What you return must be every line below that includes the word "black".

_ _ _ _ _

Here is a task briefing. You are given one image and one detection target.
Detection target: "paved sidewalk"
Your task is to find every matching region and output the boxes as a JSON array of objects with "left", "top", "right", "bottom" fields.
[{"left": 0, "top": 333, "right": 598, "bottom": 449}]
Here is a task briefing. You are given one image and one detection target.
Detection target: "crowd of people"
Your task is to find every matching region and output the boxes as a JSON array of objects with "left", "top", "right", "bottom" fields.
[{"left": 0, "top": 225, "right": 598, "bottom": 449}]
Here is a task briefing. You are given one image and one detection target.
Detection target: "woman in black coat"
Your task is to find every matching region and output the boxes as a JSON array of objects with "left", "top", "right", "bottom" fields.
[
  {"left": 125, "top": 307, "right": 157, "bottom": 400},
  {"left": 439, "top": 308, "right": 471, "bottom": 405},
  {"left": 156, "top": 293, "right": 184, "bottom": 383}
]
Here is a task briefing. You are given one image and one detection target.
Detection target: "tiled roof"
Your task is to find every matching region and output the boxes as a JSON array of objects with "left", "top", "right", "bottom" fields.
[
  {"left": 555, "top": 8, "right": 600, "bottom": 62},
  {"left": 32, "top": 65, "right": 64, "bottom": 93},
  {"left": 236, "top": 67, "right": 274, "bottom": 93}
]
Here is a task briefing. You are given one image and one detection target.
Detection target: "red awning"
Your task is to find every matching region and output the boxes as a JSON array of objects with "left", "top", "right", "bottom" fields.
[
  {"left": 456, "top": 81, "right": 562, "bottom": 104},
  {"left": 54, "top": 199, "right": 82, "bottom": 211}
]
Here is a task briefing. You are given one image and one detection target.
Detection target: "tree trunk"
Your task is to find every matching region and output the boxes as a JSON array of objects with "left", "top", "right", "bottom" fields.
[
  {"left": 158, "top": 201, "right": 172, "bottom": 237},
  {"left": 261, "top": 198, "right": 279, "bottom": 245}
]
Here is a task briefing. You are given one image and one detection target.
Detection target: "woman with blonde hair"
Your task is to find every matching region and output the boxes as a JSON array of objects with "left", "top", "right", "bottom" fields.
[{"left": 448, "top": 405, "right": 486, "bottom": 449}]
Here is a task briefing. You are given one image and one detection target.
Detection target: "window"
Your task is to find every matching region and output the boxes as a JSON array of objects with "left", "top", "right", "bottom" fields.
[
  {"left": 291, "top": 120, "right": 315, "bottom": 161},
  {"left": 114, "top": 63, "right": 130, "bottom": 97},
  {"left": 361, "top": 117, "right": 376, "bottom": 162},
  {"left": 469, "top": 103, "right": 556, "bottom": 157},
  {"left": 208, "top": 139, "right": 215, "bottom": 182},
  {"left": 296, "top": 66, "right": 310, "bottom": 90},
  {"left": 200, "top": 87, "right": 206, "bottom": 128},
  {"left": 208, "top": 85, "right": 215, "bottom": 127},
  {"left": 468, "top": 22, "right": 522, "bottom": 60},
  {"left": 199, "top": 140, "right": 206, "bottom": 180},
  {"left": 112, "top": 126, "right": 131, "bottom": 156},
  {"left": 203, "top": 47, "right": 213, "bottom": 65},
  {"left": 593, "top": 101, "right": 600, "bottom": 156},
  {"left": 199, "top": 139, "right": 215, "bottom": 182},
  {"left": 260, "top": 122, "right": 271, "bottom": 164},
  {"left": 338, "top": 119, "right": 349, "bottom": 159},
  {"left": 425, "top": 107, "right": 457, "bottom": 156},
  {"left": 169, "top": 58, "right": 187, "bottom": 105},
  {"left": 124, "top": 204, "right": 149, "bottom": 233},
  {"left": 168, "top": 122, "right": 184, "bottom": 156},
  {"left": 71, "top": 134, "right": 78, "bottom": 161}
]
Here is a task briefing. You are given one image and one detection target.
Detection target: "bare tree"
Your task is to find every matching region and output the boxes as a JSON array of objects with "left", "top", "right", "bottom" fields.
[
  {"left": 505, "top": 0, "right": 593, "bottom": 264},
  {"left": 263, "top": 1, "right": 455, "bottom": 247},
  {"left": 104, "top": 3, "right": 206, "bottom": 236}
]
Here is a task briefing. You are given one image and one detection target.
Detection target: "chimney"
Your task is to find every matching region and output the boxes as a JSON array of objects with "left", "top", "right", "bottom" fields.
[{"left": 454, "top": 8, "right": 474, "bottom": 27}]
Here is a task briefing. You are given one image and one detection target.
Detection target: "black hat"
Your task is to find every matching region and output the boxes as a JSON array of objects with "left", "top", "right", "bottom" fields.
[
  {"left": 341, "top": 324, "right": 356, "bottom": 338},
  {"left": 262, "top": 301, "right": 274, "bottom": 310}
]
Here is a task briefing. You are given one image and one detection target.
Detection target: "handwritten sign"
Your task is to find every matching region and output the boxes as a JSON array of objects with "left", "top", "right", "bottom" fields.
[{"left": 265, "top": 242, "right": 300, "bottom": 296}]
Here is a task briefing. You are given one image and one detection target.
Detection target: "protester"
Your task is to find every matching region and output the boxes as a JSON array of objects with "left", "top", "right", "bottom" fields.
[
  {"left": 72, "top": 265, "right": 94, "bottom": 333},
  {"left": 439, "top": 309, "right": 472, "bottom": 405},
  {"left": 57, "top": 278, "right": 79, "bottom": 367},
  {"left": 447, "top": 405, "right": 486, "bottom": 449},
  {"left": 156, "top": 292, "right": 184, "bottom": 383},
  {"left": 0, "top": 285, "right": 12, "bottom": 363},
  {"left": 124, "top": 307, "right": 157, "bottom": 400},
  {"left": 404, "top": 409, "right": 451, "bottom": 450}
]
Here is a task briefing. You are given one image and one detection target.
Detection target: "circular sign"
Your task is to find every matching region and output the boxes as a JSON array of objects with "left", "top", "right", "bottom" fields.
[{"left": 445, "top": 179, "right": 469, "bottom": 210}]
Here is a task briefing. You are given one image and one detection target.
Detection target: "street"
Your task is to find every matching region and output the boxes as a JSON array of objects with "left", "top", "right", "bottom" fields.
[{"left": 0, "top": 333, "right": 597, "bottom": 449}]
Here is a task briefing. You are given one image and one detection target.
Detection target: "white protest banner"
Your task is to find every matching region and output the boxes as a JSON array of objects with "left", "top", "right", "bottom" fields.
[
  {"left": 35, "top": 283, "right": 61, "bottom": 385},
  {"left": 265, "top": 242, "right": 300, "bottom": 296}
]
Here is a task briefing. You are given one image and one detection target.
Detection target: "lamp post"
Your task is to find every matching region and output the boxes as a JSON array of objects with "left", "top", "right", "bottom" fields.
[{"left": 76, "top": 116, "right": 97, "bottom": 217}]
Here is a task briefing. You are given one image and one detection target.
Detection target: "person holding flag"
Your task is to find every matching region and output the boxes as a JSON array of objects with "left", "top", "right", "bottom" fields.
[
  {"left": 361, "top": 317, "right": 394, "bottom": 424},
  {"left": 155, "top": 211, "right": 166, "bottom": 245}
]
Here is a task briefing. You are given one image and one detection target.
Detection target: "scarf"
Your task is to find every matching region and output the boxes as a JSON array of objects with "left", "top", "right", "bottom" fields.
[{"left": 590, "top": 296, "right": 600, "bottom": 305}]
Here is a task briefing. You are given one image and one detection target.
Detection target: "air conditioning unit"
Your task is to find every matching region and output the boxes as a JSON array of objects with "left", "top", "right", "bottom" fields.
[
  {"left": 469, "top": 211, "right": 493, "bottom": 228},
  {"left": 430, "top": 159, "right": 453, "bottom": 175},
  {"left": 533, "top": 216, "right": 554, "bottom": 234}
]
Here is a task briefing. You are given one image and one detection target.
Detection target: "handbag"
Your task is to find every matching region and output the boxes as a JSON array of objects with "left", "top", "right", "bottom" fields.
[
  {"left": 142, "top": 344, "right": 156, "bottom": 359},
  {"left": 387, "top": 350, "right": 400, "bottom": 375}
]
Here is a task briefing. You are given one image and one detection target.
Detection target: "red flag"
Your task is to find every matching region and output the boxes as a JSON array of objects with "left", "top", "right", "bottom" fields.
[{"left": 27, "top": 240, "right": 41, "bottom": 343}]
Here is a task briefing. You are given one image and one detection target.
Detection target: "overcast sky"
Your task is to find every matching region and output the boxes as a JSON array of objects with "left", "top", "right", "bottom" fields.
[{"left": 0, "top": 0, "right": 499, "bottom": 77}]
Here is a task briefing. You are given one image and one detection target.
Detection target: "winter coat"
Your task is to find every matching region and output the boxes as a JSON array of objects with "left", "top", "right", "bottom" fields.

_ _ _ _ _

- FINISHED EXERCISE:
Detection target: "woman in black coat"
Detection target: "black hat"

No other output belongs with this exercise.